TASK DESCRIPTION:
Reproduce all of the data exactly.

-- START OF TASK INPUTS --

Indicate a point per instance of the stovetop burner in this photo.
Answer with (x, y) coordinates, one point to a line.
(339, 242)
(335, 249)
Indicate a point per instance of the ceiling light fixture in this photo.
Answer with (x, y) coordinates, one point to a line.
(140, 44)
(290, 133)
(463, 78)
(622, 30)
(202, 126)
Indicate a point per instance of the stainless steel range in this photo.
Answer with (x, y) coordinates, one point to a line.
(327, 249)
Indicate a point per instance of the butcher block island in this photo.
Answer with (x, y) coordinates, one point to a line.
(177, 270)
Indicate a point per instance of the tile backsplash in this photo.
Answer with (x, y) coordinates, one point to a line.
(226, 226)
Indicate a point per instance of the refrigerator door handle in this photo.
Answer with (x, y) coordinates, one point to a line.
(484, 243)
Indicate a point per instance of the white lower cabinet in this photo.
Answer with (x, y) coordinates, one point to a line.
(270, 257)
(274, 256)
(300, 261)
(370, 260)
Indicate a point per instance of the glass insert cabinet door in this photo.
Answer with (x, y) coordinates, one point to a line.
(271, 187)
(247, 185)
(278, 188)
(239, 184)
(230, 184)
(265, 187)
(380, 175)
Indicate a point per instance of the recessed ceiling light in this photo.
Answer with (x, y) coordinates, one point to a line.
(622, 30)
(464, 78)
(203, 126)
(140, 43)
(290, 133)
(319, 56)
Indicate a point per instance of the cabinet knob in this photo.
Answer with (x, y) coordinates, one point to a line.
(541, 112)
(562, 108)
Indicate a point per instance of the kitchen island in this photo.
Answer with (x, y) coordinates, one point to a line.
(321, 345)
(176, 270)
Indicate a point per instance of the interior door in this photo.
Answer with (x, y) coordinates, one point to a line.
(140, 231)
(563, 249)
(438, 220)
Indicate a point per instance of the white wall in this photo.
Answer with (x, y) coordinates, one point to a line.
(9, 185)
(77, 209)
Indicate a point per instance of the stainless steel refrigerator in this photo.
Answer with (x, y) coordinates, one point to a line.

-- END OF TASK INPUTS --

FULL ANSWER:
Indicate a point per instance of the stovetop burner in this photo.
Answer with (x, y) coordinates, one point to a line.
(339, 242)
(335, 249)
Indicate a point per instance of the ceiling light fixture in this photo.
Answer with (x, y) coordinates, one point to a line.
(140, 44)
(290, 133)
(463, 78)
(622, 30)
(202, 126)
Indicate a point per instance of the stainless steel range in this photo.
Answer with (x, y) coordinates, one point to a line.
(327, 249)
Indicate a point per instance of the butcher block island in this photo.
Answer with (x, y) coordinates, one point to a line.
(177, 270)
Indicate a point per instance of the tile backsplash in this photo.
Answer with (x, y) coordinates, one point to a line.
(226, 226)
Indicate a point per instance of the refrigerator door handle in this photo.
Answer with (x, y) coordinates, one point to a line.
(484, 243)
Indicate a point per instance of the white lower cabinet in this photo.
Answer with (x, y) coordinates, one point to a line.
(270, 257)
(274, 256)
(300, 261)
(370, 260)
Indicate a point per instance of the glass insert cabinet door in this photo.
Answer with (x, y) coordinates, one point to a line.
(271, 187)
(247, 185)
(278, 188)
(239, 184)
(230, 184)
(265, 187)
(380, 175)
Indicate a point per instance of the recessed ceiling light in this photo.
Answer with (x, y) coordinates, one point to a line.
(622, 30)
(464, 78)
(203, 126)
(140, 43)
(290, 133)
(319, 56)
Indicate a point per instance of the cabinet knob in this photo.
Answer with (x, y) coordinates, one point to a line.
(541, 112)
(562, 108)
Indicate a point per instance of the kitchen island in this photo.
Answer with (x, y) coordinates, one point to a line.
(321, 345)
(176, 270)
Indicate a point per instance of the interior door in this photo.
Answer with (x, y) coordinates, one point to a line.
(140, 231)
(563, 249)
(438, 220)
Indicate a point per instance of the white wall in this photo.
Answer with (x, y) coordinates, one point to a line.
(9, 185)
(77, 209)
Indicate a point per instance of the stainless steel refrigerator in this photo.
Answer with (x, y) coordinates, one point to a line.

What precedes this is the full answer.